(Supplied passage):
□ □ □

Robber flies have been covered in a previous posting, but their beak, or proboscis, deserves its own post, in my opinion.  These predators perch and scan the sky for prey. When they see it they  anticipate the prey’s direction and speed of flight and fly out and intercept it mid-air.  Their objective is to paralyze the prey and  liquify its insides so that the fly can drink it.  The tip of the robber fly’s beak is covered with microscopic stiff bristles, designed to secure it within the wound it creates. Once this is achieved, a dagger-like shaft hidden inside the beak is used to stab its victim in the head or thorax and inject the paralyzing  neurotoxic and digestive enzymes.  The resulting fluid is sucked up by the fly’s beak, or proboscis.

□ □ □

(Listed entries):
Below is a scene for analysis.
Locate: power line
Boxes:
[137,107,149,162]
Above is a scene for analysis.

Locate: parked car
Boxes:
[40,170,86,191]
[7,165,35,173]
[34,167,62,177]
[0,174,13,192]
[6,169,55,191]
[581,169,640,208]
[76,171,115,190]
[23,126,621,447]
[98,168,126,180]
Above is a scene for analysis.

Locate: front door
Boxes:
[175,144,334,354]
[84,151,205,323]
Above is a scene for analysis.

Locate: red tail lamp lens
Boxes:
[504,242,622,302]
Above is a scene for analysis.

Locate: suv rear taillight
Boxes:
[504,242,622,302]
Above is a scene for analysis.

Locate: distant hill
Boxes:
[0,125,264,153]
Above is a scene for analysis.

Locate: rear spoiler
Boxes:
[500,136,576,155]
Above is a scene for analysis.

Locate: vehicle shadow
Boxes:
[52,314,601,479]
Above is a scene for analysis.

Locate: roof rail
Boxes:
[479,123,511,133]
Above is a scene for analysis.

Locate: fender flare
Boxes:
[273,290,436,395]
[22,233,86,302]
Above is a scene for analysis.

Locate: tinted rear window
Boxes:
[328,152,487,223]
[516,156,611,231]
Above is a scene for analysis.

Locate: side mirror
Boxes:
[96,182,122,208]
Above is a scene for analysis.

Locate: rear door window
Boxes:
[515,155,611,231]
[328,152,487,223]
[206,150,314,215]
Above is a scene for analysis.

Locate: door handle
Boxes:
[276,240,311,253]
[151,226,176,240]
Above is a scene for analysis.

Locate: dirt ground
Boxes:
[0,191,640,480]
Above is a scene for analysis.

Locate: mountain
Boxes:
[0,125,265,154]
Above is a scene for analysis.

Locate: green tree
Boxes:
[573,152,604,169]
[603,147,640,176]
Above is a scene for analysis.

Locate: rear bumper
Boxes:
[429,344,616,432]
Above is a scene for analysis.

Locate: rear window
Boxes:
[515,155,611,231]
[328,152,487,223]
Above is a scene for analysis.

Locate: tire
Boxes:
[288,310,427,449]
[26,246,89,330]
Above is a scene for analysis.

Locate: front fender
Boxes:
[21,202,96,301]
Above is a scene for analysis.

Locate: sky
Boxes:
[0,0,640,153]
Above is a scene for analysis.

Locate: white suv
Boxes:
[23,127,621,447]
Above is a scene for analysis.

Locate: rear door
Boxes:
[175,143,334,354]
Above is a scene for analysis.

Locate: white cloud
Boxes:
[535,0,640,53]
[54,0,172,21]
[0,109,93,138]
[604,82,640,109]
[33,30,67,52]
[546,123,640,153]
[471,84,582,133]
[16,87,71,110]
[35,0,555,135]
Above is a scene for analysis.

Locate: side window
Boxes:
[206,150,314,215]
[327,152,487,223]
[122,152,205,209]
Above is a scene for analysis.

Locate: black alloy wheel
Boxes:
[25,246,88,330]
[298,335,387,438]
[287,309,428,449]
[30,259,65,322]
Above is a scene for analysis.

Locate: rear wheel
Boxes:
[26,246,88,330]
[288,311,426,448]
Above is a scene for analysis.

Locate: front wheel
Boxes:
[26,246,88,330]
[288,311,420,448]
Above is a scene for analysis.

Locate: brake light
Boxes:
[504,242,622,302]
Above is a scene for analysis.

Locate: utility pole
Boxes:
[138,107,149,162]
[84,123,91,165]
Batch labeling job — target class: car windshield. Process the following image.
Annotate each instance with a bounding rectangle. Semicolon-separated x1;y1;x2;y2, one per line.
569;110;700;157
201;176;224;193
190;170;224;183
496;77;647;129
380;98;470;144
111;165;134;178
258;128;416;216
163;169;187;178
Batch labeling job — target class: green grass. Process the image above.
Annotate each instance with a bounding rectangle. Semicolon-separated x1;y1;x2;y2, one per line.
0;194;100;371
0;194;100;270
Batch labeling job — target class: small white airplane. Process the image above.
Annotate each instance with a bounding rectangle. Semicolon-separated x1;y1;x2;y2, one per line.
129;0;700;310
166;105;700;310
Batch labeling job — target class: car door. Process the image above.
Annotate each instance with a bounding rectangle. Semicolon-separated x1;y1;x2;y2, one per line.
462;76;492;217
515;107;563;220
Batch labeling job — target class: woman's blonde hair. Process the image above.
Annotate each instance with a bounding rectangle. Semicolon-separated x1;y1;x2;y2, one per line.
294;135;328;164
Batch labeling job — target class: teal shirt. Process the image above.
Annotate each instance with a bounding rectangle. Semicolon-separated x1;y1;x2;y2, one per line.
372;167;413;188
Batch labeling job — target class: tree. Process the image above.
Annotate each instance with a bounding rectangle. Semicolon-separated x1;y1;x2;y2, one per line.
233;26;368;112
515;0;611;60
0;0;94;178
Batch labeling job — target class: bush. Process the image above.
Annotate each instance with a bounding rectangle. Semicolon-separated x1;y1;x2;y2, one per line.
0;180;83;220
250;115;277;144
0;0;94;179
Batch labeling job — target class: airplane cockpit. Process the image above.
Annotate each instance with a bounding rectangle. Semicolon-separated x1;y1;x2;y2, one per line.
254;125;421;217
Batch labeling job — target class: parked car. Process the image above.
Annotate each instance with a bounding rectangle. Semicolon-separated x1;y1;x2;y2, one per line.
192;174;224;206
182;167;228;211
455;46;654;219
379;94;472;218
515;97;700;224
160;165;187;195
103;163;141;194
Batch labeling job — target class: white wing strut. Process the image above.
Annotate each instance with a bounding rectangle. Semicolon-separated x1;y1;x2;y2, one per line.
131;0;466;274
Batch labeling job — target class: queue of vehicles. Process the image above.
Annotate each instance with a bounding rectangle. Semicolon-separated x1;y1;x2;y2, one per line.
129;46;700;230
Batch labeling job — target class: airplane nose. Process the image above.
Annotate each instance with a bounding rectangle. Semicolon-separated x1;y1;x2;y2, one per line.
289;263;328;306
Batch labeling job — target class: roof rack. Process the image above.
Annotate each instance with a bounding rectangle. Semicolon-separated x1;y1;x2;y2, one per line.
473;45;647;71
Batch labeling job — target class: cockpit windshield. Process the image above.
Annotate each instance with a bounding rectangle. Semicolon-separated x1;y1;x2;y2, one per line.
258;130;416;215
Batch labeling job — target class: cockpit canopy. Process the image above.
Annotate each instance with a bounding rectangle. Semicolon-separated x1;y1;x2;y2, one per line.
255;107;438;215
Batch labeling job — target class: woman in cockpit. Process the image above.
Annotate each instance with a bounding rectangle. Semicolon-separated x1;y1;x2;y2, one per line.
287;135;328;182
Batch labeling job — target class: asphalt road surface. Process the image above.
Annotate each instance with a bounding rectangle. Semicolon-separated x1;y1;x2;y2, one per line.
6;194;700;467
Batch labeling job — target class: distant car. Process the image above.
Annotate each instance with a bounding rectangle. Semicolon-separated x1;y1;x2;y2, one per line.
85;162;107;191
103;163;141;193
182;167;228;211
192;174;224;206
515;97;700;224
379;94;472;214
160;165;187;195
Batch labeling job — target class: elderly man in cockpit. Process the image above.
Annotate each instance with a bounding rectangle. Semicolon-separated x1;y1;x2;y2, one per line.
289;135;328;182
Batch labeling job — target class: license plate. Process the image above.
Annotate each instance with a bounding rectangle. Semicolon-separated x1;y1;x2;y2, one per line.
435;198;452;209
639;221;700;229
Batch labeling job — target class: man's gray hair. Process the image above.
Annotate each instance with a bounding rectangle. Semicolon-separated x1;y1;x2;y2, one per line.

□ □ □

(Assignment A):
Translate this sentence from the robber fly passage into Spanish: "These predators perch and scan the sky for prey."
(Assignment B):
According to the robber fly passage, what covers the tip of the robber fly's beak?
(Assignment C):
Quote the robber fly passage, starting with "Robber flies have" and going on through "beak, or proboscis.".

(Output A):
Estos depredadores se posan y escudriñan el cielo en busca de presas.

(Output B):
Microscopic stiff bristles cover it.

(Output C):
Robber flies have been covered in a previous posting, but their beak, or proboscis, deserves its own post, in my opinion.  These predators perch and scan the sky for prey. When they see it they  anticipate the prey’s direction and speed of flight and fly out and intercept it mid-air.  Their objective is to paralyze the prey and  liquify its insides so that the fly can drink it.  The tip of the robber fly’s beak is covered with microscopic stiff bristles, designed to secure it within the wound it creates. Once this is achieved, a dagger-like shaft hidden inside the beak is used to stab its victim in the head or thorax and inject the paralyzing  neurotoxic and digestive enzymes.  The resulting fluid is sucked up by the fly’s beak, or proboscis.